**** SUPPLIED RECORDS ****
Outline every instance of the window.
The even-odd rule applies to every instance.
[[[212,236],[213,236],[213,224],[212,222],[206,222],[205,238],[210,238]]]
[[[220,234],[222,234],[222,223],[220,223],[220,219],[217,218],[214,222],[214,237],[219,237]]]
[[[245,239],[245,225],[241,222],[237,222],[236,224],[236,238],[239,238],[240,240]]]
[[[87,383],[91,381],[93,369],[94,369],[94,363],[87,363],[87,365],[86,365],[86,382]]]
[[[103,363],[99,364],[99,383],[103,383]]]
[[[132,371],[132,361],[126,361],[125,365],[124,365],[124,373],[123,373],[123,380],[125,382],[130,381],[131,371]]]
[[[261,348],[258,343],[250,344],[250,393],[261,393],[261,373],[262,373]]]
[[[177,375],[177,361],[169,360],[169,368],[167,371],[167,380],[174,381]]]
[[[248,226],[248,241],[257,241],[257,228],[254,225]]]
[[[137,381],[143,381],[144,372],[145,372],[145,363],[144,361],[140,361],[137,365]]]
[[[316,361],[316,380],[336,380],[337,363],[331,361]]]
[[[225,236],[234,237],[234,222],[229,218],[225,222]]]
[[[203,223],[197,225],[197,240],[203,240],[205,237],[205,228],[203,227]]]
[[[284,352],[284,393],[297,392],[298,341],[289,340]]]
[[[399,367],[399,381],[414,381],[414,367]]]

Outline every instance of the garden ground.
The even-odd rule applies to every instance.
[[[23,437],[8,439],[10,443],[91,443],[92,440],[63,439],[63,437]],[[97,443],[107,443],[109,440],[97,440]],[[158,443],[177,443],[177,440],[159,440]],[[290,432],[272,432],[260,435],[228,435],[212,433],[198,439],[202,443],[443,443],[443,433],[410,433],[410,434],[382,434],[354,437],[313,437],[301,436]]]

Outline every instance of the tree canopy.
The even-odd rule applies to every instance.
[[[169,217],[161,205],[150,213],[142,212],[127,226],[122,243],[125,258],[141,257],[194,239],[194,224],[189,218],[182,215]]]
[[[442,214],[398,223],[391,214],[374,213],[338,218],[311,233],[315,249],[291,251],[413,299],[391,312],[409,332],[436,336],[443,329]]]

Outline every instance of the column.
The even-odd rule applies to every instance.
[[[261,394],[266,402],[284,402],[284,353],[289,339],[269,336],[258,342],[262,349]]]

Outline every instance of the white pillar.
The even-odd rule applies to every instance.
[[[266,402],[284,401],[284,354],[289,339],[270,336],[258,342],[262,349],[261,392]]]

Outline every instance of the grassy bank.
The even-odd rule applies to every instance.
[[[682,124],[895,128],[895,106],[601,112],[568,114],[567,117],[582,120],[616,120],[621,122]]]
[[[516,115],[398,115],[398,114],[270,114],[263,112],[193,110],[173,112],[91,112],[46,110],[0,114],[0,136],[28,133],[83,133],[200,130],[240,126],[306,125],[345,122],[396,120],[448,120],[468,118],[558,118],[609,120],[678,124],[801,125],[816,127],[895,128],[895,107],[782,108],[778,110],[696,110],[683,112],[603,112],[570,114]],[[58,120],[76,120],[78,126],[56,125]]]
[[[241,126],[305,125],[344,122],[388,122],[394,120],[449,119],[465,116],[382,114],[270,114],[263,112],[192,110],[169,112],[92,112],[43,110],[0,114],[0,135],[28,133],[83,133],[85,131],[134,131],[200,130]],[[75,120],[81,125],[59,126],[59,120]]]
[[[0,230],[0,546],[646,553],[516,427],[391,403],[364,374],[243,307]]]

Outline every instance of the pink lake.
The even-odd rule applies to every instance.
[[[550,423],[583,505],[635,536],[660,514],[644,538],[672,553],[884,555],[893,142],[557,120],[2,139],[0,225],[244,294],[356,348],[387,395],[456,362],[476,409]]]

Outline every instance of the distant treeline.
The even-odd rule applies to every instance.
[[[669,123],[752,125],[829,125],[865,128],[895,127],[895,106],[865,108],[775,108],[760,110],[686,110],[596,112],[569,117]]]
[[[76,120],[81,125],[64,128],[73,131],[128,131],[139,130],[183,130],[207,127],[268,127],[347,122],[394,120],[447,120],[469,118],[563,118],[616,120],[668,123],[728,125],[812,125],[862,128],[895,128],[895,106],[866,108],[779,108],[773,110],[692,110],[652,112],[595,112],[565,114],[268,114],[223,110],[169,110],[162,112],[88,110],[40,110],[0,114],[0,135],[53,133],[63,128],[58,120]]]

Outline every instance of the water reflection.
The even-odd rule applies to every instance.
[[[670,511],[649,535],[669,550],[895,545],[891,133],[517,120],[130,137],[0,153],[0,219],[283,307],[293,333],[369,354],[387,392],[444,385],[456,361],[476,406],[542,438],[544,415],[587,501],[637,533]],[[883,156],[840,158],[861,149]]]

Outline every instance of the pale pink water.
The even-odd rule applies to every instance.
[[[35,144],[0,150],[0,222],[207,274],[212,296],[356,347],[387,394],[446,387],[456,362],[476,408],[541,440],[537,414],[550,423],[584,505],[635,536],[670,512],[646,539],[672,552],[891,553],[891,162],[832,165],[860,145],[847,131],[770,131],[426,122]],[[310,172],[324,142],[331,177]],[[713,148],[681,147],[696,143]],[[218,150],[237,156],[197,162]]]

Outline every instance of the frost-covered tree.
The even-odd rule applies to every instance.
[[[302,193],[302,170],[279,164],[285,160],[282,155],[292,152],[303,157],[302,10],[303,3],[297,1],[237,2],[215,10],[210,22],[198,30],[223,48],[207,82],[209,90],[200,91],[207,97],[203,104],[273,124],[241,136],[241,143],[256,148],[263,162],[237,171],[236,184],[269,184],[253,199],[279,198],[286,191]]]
****
AIM: Rewrite the data from the line containing "Outline every instance of the distant" through the end, changing "frost-covered" to "snow-covered" and leaving everything else the same.

ANSWER TO THE PROBLEM:
Outline every instance of the distant treeline.
The even-odd rule applies to every instance.
[[[669,123],[752,125],[829,125],[865,128],[895,127],[895,106],[865,108],[775,108],[760,110],[686,110],[596,112],[569,117]]]
[[[76,120],[81,125],[64,128],[73,131],[128,131],[139,130],[183,130],[207,127],[268,127],[347,122],[394,120],[447,120],[469,118],[563,118],[616,120],[668,123],[728,125],[812,125],[862,128],[895,128],[895,106],[866,108],[779,108],[773,110],[692,110],[652,112],[595,112],[565,114],[268,114],[223,110],[169,110],[162,112],[88,110],[40,110],[0,114],[0,135],[53,133],[63,128],[58,120]]]

Outline every instance of the water reflection.
The even-odd rule applies to every instance.
[[[670,511],[649,535],[669,550],[895,545],[891,133],[517,120],[130,137],[0,153],[0,219],[283,307],[293,333],[369,354],[387,392],[444,385],[456,361],[476,406],[542,438],[544,415],[587,501],[637,533]],[[883,156],[840,158],[861,149]]]

Outline every instance of the pale pink water.
The even-odd rule applies to every instance.
[[[35,144],[0,150],[0,222],[207,274],[212,296],[356,347],[387,394],[446,387],[456,362],[476,408],[541,440],[537,414],[550,423],[584,505],[635,536],[670,512],[646,539],[672,552],[891,553],[891,162],[832,165],[860,145],[847,131],[770,131],[426,122]],[[310,172],[324,142],[331,177]],[[713,148],[681,147],[696,143]],[[218,150],[237,156],[197,162]]]

Outline every instance of the snow-covered tree.
The even-odd rule applies to every instance.
[[[302,193],[302,170],[279,164],[285,160],[282,155],[292,152],[303,157],[302,10],[303,3],[297,1],[237,2],[215,10],[210,22],[198,30],[223,48],[207,82],[209,90],[200,91],[207,97],[203,104],[273,124],[241,136],[241,143],[256,148],[263,162],[237,171],[236,184],[269,184],[253,199],[279,198],[286,191]]]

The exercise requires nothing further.